((

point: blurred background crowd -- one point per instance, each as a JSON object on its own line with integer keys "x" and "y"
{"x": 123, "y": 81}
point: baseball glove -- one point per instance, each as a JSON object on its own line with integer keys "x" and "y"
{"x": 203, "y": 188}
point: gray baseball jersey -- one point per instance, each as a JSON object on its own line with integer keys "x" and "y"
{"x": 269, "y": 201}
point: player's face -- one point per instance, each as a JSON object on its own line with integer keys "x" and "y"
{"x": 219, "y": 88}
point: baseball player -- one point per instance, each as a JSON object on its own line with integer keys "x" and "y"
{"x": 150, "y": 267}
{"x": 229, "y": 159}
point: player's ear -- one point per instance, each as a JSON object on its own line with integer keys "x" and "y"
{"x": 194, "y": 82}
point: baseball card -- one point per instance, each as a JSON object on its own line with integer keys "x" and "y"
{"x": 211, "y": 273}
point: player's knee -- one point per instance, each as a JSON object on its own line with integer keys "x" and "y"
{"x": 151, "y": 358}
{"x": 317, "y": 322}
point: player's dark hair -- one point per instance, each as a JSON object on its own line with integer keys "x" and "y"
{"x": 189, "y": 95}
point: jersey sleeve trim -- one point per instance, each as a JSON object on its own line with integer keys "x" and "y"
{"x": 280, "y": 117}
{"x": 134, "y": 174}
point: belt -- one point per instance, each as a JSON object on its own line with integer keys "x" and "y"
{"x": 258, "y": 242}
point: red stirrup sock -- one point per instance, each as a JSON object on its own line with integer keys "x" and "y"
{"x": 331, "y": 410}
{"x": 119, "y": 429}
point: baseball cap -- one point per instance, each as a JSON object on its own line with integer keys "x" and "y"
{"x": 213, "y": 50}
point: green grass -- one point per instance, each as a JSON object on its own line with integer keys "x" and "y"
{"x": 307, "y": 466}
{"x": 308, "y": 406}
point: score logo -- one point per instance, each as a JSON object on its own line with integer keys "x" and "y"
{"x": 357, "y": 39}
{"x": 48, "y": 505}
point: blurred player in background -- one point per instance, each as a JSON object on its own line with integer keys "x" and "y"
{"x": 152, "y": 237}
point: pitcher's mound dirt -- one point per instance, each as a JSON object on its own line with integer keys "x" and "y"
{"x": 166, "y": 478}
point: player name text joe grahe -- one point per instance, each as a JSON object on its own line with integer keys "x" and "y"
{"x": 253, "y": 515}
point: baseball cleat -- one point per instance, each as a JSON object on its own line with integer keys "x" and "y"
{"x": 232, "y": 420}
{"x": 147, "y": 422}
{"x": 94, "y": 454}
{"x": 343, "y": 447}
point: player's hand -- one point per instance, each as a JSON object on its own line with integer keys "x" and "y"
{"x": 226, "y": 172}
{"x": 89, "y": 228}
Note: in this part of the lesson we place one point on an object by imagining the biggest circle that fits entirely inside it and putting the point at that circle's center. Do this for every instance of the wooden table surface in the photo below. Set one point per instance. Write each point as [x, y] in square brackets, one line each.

))

GOAL: Write out again, unchanged, every line from the line containing "point: player's hand" to the final line of the material above.

RESULT OF THIS EXERCISE:
point: player's hand -- one point per instance, each as a JSON object on its own line with integer keys "x" and "y"
{"x": 226, "y": 172}
{"x": 89, "y": 228}
Note: in this part of the lesson we place one point on an object by imagining the biggest circle that fits entirely inside it and putting the point at that circle's center. Do this for every instance of the wooden table surface in the photo below. Set one point per instance. Write each point as [x, y] in square brackets, one line each.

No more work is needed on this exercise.